The line containing "Indicate every instance of the green palm" marks the start; extract exactly from it through the last line of the entries, and omit any pictures.

═══ MATERIAL TO PROCESS

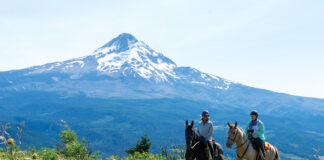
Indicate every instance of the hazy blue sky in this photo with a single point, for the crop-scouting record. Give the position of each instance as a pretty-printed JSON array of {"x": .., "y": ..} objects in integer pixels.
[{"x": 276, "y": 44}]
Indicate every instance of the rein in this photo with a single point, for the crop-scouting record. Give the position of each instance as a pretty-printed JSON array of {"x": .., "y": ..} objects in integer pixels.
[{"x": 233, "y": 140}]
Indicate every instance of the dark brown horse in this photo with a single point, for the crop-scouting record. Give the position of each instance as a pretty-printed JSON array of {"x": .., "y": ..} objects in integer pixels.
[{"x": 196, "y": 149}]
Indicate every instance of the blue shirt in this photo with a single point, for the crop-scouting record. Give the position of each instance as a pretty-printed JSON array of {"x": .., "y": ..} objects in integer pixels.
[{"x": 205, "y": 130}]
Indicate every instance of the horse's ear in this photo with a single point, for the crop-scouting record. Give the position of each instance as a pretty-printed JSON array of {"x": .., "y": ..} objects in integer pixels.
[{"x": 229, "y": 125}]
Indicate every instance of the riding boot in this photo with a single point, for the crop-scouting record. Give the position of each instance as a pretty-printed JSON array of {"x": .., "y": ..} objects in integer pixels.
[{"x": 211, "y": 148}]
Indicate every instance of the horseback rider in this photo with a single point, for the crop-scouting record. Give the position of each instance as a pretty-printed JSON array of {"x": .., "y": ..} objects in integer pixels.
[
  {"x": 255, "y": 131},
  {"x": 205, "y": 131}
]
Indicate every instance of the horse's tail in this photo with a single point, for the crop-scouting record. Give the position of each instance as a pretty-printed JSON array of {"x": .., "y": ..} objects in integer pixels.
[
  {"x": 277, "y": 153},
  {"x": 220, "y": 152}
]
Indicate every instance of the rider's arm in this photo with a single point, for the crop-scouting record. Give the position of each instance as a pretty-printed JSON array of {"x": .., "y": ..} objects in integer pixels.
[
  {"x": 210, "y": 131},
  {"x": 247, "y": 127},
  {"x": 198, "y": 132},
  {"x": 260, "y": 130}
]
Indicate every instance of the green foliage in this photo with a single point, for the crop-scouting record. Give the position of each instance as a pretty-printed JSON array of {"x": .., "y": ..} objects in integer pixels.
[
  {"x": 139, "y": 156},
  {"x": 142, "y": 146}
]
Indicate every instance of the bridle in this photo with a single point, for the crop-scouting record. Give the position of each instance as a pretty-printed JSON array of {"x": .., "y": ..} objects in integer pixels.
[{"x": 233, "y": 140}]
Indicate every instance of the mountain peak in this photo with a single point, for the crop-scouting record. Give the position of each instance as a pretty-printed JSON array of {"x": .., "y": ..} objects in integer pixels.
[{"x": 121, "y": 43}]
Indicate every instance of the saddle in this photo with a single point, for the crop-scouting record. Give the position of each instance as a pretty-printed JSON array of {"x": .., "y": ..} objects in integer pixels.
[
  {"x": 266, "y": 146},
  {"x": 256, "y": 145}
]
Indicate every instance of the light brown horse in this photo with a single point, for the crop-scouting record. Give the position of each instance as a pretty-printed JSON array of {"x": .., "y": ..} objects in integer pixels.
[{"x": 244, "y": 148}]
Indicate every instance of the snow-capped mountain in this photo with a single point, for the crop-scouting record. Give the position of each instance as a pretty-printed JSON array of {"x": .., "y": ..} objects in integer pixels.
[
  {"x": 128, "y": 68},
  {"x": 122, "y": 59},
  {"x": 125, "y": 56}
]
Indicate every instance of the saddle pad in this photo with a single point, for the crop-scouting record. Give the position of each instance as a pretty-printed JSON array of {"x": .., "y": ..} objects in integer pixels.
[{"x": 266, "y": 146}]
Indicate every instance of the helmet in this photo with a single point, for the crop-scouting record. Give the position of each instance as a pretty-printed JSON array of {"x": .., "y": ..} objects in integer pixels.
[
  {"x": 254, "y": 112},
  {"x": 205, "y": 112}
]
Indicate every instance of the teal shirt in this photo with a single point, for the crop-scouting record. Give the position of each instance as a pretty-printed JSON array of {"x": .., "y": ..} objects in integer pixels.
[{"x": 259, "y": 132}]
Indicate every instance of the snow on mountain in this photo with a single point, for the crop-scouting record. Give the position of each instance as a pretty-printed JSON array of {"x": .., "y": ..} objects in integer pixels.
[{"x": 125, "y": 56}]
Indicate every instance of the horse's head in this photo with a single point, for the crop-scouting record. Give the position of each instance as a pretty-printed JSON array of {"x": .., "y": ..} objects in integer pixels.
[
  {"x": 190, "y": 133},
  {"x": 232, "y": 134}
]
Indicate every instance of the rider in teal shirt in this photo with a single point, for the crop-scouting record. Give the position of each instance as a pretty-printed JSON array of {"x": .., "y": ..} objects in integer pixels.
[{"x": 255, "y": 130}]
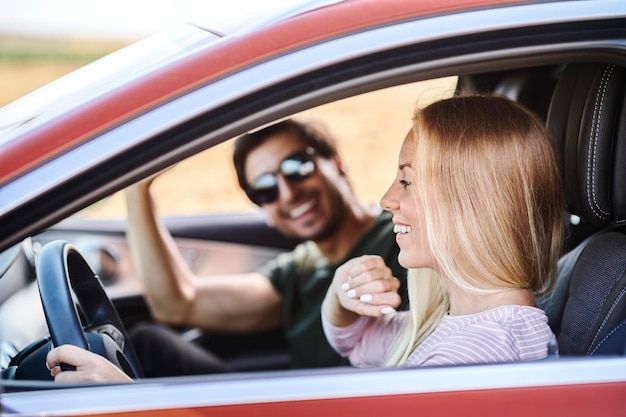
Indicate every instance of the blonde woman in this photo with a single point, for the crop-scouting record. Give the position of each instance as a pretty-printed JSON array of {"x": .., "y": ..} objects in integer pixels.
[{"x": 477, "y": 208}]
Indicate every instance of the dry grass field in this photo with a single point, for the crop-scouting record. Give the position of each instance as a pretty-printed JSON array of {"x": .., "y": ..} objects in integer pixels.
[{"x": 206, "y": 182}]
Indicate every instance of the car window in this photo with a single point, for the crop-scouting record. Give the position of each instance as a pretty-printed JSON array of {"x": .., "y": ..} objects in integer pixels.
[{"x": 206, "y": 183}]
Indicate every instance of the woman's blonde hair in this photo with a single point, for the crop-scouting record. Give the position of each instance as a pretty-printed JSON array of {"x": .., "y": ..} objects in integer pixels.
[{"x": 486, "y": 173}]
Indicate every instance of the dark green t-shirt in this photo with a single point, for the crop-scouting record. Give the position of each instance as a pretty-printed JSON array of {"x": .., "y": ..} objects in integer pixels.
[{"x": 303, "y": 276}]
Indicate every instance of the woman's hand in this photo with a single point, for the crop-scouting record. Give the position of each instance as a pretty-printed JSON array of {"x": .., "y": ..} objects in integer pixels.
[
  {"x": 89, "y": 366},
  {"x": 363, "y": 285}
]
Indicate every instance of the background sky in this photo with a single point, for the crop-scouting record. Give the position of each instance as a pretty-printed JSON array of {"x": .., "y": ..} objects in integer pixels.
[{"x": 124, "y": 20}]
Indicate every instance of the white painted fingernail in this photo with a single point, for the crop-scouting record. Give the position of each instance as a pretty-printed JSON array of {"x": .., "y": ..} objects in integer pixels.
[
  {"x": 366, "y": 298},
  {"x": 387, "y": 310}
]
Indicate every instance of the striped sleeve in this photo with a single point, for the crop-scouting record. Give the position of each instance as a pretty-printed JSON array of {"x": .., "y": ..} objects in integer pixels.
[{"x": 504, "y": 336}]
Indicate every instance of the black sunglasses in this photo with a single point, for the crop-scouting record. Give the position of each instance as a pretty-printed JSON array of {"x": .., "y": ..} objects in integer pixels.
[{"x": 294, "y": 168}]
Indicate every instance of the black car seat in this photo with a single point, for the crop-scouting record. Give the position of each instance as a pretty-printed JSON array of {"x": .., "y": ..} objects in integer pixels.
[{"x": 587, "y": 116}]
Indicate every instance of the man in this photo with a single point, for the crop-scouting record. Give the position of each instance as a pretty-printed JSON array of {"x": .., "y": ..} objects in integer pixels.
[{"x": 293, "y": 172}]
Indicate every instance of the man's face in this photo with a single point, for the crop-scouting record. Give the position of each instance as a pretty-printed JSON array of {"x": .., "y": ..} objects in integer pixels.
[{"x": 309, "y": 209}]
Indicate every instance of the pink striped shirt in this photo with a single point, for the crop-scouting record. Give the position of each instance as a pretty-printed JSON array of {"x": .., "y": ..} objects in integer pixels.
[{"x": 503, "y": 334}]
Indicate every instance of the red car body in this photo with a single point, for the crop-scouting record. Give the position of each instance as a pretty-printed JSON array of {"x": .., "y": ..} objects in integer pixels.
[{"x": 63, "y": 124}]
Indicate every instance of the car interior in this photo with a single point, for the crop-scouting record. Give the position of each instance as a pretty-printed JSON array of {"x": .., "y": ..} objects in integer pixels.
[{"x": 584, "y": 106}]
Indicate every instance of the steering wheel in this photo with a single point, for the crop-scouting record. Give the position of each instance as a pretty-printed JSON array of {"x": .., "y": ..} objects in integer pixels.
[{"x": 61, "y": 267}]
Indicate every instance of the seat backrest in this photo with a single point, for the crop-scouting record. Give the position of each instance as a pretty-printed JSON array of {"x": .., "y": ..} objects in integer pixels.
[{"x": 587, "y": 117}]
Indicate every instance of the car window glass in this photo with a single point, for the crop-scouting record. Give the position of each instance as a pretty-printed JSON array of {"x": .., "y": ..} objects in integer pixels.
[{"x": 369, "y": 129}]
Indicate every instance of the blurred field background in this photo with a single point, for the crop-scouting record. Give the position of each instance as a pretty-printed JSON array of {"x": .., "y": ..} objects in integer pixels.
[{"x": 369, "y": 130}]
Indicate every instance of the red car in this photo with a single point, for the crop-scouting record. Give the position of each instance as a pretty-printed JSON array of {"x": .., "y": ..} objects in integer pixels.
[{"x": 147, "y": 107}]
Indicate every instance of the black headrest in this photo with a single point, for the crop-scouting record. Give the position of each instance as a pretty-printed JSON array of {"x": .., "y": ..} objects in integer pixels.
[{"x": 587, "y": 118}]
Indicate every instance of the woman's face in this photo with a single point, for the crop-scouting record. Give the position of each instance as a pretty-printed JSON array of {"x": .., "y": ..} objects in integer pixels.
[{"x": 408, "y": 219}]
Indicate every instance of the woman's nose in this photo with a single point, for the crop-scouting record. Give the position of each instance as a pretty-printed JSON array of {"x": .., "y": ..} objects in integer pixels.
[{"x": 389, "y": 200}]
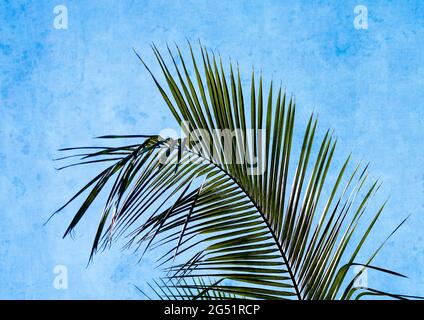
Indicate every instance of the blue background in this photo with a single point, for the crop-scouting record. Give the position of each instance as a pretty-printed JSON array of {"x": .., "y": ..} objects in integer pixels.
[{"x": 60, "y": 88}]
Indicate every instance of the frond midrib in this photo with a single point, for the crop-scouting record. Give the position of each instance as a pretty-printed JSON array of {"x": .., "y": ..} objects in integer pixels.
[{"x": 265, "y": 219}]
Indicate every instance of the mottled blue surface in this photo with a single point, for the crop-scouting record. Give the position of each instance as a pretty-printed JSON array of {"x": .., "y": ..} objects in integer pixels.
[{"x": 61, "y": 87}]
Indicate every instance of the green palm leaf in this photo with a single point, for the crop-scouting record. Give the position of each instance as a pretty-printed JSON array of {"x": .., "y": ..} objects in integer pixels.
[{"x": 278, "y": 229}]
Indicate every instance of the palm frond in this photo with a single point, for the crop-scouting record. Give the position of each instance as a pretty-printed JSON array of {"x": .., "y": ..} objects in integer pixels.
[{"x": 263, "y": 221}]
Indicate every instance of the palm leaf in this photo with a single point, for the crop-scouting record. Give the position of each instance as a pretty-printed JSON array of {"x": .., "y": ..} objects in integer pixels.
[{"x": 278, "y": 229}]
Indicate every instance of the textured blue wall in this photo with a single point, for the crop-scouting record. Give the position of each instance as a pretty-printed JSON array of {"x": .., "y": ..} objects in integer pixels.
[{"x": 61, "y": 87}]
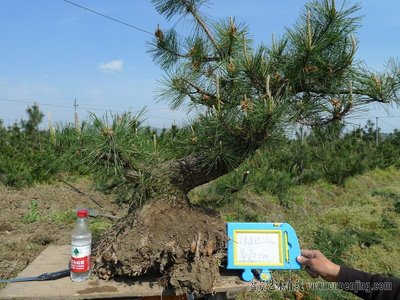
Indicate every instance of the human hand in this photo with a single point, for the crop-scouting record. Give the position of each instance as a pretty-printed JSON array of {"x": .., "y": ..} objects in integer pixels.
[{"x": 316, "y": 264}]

══════

** RESULT FOR THIS TASK **
Indicate every instance of the green palm leaf in this photo with a single point, for the crop-scouting record. Give the position of each instance as a pretty-printed JSON array of {"x": .., "y": ..} objects in integer pixels.
[{"x": 278, "y": 229}]
Indicate every instance of the palm frond in this photo with a single point, for the crop-scouting record. Give the position of each instance as a pretty-printed JSON array of {"x": .., "y": ..} objects in integer pixels.
[{"x": 263, "y": 221}]
Indicate every instance of the palm leaf in this photo with a single point, for the crop-scouting record. Give the position of each instance as a pretty-printed JSON array of {"x": .., "y": ..} objects in integer pixels.
[{"x": 278, "y": 229}]
Indicate every instance of the textured blue wall in this photo with a single point, for the crop-scouting record. Give the position of each instance as a pretty-printed JSON array of {"x": .., "y": ..} objects in integer pixels.
[{"x": 61, "y": 87}]
Indicate every instance of the human hand in this photo with a single point, for the crop-scouting record. Give the position of each instance as a pretty-printed JSON array of {"x": .., "y": ..} objects in integer pixels.
[{"x": 316, "y": 264}]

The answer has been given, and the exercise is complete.